- Direction: List every line of the material below that contains the word "woman", copying each such line in full.

* Start *

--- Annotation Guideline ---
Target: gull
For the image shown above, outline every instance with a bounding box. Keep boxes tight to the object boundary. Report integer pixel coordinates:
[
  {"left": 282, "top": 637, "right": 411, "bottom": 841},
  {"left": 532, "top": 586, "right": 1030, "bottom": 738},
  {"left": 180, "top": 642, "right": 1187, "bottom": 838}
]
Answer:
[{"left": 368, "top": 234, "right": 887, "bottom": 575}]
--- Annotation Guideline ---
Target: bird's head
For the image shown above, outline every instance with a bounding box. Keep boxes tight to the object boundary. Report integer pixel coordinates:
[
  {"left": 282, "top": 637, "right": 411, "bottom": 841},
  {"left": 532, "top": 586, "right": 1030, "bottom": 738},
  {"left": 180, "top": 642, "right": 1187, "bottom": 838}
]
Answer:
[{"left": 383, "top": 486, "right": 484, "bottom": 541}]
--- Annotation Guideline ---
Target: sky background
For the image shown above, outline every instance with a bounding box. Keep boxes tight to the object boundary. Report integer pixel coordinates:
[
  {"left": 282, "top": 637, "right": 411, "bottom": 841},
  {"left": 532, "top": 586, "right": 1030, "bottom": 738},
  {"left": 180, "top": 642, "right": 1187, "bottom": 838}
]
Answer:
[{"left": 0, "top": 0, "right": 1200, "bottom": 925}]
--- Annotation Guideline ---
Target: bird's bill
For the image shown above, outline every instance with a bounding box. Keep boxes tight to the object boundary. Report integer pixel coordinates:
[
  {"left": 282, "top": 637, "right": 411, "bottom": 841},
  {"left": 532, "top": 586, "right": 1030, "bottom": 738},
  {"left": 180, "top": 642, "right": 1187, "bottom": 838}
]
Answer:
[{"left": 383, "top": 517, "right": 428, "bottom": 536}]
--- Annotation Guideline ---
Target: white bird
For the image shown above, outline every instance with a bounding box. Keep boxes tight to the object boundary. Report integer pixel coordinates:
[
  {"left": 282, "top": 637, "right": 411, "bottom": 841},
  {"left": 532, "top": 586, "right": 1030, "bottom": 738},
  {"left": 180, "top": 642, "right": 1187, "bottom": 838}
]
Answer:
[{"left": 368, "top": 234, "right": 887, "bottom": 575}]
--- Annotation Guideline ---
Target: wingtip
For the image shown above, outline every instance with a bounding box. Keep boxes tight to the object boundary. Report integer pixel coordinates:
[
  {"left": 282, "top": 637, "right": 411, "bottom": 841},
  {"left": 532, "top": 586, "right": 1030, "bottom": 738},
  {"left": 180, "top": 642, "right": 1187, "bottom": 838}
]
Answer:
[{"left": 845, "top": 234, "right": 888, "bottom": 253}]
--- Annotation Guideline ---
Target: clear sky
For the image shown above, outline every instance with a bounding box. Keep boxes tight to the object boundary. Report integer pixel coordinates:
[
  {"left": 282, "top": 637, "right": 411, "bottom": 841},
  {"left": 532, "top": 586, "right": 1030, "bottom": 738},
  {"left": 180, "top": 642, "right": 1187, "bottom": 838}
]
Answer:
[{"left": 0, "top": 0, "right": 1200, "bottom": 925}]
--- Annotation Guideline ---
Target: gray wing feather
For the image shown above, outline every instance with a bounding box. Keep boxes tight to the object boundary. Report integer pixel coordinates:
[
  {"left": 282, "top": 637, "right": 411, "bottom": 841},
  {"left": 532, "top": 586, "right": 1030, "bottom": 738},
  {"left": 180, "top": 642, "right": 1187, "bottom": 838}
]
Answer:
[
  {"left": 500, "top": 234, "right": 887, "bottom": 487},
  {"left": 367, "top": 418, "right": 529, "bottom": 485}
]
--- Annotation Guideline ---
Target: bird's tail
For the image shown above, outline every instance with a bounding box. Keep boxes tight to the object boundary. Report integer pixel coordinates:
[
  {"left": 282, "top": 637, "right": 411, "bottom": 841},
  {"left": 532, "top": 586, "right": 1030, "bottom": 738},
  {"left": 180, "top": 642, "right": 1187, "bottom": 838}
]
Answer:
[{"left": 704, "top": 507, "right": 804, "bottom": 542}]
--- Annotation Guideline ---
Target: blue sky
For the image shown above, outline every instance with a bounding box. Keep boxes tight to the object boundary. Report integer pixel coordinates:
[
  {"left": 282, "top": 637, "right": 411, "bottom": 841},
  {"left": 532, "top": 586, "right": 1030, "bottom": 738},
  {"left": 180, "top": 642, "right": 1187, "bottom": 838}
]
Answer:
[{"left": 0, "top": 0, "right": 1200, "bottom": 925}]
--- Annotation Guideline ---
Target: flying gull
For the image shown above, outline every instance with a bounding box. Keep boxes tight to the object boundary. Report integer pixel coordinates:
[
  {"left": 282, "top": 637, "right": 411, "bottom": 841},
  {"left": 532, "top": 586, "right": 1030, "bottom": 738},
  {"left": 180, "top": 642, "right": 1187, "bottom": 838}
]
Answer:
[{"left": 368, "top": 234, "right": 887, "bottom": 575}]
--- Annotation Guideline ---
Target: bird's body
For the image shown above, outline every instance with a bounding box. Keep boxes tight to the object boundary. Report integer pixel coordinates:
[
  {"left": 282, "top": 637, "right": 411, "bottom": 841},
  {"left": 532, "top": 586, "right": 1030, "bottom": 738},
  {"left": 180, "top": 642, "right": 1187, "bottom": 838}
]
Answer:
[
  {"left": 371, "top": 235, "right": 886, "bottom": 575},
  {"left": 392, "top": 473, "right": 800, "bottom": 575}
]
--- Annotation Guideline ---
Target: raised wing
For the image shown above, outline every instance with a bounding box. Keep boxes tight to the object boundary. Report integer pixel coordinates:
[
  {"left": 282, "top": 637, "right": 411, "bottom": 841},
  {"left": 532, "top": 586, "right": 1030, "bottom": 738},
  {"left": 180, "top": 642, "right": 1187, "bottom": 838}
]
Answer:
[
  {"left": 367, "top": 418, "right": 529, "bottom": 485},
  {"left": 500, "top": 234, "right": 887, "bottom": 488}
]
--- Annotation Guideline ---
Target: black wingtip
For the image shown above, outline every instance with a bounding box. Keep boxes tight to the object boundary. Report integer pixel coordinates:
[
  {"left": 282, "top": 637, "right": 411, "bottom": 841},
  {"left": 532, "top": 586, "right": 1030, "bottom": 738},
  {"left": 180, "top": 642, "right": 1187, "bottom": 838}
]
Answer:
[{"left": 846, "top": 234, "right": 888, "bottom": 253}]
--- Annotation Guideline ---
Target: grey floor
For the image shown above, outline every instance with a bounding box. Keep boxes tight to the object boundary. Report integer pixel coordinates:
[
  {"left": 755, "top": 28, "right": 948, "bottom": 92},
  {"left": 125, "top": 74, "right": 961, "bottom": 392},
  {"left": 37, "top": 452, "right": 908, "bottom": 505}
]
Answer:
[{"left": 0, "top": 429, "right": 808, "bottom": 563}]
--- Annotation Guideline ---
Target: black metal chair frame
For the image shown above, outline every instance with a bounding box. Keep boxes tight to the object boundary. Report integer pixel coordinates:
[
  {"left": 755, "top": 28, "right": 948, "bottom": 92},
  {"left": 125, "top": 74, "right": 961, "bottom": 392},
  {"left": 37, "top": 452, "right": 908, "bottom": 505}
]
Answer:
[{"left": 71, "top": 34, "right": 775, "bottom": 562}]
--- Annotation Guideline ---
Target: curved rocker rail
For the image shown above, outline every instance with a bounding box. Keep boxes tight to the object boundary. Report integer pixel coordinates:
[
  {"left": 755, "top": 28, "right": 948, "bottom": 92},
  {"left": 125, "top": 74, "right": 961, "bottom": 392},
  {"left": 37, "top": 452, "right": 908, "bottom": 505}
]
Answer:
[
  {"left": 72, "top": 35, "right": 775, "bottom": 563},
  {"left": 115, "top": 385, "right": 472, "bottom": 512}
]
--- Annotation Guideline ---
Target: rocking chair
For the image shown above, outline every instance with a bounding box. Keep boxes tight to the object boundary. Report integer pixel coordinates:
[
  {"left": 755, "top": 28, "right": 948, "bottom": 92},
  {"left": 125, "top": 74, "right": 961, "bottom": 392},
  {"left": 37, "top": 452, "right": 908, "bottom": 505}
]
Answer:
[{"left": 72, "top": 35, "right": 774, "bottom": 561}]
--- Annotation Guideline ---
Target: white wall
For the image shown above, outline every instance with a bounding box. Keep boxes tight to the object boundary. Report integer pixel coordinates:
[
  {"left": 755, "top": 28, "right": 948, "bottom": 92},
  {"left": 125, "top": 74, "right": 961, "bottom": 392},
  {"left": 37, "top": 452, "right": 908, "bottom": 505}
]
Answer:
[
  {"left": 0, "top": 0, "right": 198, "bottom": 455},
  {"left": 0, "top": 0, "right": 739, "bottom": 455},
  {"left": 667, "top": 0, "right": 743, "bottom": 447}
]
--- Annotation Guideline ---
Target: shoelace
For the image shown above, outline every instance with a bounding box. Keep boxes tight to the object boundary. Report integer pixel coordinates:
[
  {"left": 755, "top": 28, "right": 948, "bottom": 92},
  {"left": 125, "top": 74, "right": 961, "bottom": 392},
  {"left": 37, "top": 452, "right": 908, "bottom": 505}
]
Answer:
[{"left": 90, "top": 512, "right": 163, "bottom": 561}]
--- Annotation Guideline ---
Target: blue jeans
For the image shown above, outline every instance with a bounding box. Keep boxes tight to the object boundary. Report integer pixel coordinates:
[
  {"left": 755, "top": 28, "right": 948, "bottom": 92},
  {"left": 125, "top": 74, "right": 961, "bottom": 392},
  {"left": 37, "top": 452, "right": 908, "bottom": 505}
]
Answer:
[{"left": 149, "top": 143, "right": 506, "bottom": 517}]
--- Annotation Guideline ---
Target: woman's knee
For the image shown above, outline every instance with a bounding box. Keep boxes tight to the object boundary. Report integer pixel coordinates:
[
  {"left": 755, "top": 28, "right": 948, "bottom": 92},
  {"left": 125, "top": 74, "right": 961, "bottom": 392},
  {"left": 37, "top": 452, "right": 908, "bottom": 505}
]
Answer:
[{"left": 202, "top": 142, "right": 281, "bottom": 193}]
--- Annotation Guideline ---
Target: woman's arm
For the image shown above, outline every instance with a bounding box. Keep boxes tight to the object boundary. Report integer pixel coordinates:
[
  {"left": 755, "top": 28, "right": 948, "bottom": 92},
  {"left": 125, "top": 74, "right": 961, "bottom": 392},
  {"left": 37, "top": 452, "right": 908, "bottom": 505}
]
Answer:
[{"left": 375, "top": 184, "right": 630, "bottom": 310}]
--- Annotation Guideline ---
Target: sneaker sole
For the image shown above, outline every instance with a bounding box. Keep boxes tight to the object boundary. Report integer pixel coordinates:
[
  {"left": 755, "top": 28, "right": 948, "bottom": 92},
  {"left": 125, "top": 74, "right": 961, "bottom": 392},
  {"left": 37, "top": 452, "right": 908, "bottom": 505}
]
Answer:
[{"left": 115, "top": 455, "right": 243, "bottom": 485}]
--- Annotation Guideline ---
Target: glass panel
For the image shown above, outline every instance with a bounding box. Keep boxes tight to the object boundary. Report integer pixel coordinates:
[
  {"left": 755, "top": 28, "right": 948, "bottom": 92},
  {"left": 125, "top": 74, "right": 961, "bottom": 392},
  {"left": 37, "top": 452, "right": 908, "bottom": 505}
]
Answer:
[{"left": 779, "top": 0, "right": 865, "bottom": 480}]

* End *

- Full solution:
Target: woman's knee
Target: woman's arm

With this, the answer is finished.